**Provided records**
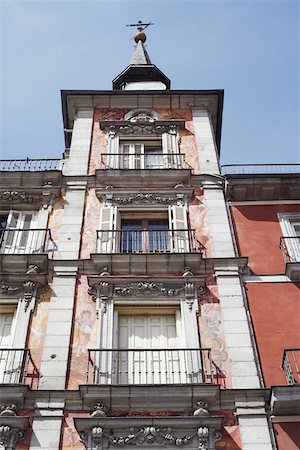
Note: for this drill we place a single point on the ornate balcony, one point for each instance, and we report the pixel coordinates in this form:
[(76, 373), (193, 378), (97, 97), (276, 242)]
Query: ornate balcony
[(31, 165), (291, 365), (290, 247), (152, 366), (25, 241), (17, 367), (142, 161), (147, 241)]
==
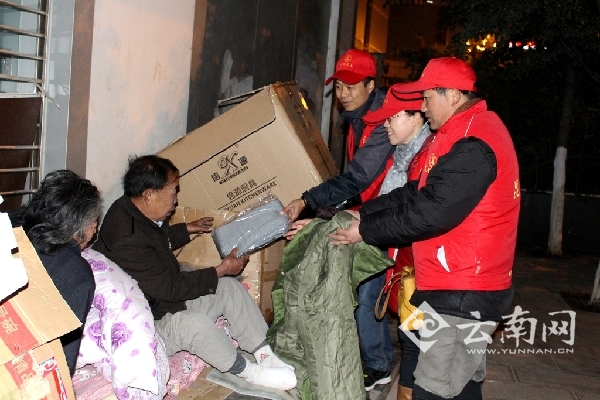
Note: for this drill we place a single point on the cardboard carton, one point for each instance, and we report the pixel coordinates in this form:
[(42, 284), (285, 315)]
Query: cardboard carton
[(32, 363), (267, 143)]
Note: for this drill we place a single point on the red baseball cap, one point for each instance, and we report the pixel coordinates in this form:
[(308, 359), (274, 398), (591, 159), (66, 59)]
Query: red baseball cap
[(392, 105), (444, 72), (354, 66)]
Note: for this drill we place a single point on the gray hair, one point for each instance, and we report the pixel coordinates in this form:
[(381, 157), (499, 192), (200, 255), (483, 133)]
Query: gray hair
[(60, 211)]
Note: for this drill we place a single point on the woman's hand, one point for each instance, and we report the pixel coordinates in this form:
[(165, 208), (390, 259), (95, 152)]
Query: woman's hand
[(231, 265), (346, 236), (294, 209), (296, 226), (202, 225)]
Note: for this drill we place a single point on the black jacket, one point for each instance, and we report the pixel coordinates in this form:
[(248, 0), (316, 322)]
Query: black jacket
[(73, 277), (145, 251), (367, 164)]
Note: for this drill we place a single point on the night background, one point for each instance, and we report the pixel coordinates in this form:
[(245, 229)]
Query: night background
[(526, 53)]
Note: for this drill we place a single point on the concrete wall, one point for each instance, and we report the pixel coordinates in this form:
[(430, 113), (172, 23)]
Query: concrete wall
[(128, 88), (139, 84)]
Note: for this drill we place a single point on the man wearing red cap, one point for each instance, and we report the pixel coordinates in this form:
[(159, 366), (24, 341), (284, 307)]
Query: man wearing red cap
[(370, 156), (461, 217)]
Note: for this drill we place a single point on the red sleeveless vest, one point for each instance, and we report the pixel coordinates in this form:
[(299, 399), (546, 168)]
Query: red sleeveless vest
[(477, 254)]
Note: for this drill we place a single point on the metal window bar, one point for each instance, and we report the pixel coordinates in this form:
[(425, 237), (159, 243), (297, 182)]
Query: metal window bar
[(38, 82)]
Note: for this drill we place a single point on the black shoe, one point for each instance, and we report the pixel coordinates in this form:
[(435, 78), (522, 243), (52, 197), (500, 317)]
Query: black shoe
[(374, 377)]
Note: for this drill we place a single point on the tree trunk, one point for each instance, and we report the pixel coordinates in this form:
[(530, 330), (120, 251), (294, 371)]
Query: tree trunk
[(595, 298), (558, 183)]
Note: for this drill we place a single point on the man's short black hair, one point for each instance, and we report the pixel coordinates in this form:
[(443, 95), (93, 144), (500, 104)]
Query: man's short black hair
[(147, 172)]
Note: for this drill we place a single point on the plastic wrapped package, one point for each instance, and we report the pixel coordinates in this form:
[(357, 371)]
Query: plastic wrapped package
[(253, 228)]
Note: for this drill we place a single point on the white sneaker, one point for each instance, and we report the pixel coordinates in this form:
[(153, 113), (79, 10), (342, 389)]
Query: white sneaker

**Short task**
Write out the records again from the line with "on the night" up to and including the line with "[(477, 254)]", adding -107 to each number in the answer coordinates and leaving every other line as it stands.

**Task answer**
Note: for this drill we place a single point on the night background, one point for each instance, and we report the pixel coordinates in this form:
[(245, 229)]
Query: night background
[(419, -54)]
Note: for this drill we place a single point on the concrete wall, one point for each instance, and we report the pixel coordinates in this form:
[(430, 113), (172, 23)]
Query: concrete wall
[(21, -19), (32, -23)]
Note: for this drill we place a single point on the man wearing red cap, one point for each instance, and we report the pixel coordinates in this form:
[(159, 366), (24, 341), (284, 307)]
Query: man wearing red cap
[(263, 49), (354, 110)]
Note: for this drill we place a single point on the red sleeveless vest, one point for each instance, and we report the pixel coordinates in this form:
[(299, 399), (546, 168)]
Query: red sleeveless vest
[(370, 147)]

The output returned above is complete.